(EXERCISE) From the records below, transcribe exactly the lines that begin at the line with "Query: chimney stack" and end at the line with "Where can you spot the window", both included.

(PROVIDED ENTRIES)
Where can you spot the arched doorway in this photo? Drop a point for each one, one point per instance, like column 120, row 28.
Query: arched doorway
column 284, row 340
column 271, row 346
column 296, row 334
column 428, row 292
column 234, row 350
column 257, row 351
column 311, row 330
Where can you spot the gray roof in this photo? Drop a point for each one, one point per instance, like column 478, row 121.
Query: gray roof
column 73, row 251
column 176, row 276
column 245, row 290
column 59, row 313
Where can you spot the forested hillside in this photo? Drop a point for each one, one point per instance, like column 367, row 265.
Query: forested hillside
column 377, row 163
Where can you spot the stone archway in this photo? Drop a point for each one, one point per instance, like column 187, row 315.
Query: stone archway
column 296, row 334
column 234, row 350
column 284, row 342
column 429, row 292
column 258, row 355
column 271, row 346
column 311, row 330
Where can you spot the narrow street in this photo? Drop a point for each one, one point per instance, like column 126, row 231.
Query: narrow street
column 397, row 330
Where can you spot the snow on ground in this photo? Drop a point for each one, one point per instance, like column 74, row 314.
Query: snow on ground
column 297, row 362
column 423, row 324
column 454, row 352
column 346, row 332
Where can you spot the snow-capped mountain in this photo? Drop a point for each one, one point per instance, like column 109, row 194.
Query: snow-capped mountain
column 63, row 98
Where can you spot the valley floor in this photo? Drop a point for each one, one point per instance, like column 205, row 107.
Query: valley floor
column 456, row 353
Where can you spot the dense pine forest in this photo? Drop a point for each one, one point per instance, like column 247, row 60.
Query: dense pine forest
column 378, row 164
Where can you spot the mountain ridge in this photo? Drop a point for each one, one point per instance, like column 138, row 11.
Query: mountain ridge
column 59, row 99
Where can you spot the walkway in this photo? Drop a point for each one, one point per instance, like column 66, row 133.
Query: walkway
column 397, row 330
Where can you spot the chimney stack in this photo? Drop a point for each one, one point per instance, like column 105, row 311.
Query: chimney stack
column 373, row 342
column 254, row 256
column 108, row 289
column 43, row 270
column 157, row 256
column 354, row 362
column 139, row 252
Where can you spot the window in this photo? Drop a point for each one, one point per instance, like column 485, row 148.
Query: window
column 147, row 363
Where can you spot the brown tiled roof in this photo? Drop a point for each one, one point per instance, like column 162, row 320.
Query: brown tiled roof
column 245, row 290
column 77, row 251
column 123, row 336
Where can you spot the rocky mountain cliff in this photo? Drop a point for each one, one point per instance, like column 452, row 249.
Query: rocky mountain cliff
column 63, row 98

(RESPONSE)
Query: chimney stack
column 373, row 342
column 254, row 256
column 108, row 289
column 43, row 270
column 157, row 256
column 354, row 362
column 139, row 252
Where can you spot the window in this photo? Drop a point for each one, one point per instance, like column 485, row 148.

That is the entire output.